§ **What is being asked**
From the first line of the material below through the line containing "Where can you see the bicycle frame?", print every line exactly as it stands, but no pictures.

=== Supplied material ===

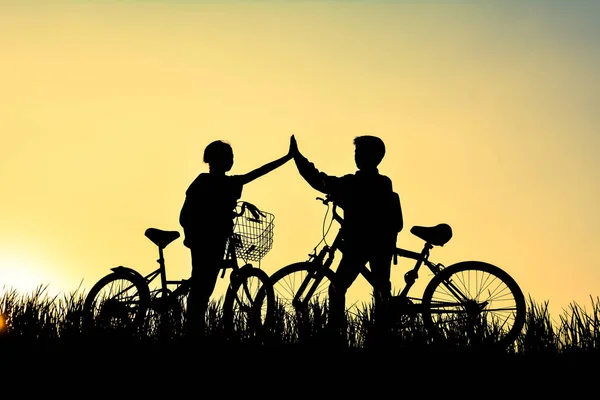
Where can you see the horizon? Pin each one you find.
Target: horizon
(488, 113)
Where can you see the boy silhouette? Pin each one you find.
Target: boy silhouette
(207, 220)
(372, 220)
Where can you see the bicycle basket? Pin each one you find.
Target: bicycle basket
(254, 235)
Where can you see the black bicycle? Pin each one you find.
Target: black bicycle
(124, 300)
(470, 302)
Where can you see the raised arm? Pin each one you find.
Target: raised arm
(265, 169)
(316, 179)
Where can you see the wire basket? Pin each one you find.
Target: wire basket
(253, 235)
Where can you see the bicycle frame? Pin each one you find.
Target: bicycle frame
(324, 259)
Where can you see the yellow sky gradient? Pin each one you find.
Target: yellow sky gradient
(489, 114)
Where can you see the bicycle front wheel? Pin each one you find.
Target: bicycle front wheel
(474, 303)
(117, 302)
(301, 302)
(248, 305)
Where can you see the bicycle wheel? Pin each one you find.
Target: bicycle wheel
(474, 303)
(165, 314)
(117, 302)
(287, 283)
(249, 303)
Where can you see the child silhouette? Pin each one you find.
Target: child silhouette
(207, 220)
(372, 220)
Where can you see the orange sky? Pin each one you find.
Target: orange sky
(489, 113)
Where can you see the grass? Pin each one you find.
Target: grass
(38, 317)
(37, 329)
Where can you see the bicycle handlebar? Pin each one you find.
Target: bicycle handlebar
(256, 213)
(328, 200)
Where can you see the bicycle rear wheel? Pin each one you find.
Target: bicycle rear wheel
(472, 304)
(301, 315)
(249, 303)
(118, 303)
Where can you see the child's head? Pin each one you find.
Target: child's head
(368, 151)
(219, 156)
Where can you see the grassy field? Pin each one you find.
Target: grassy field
(35, 328)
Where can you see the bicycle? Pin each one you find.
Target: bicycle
(124, 300)
(471, 302)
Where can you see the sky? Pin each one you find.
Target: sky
(489, 112)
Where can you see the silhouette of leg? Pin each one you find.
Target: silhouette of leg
(206, 264)
(380, 265)
(345, 275)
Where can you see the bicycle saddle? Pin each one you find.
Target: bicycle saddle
(161, 238)
(437, 235)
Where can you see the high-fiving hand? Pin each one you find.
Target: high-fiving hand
(293, 147)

===

§ **Output of the task**
Where can you see the horizon? Pin each one you find.
Target: horizon
(488, 113)
Where can you see the boy silhouette? Pin each one you find.
Target: boy silhouette
(207, 220)
(372, 220)
Where can you see the bicycle basket? Pin each one you find.
Target: bicycle basket
(254, 235)
Where can you see the black bicycle? Pin each one you find.
Target: black bicycle
(124, 300)
(470, 302)
Where can you see the raised arm? Pin each one you find.
Target: raised arm
(265, 169)
(316, 179)
Where can you see the wire basket? Pin each one you find.
Target: wire basket
(253, 235)
Where can you see the bicycle frame? Pin each one you find.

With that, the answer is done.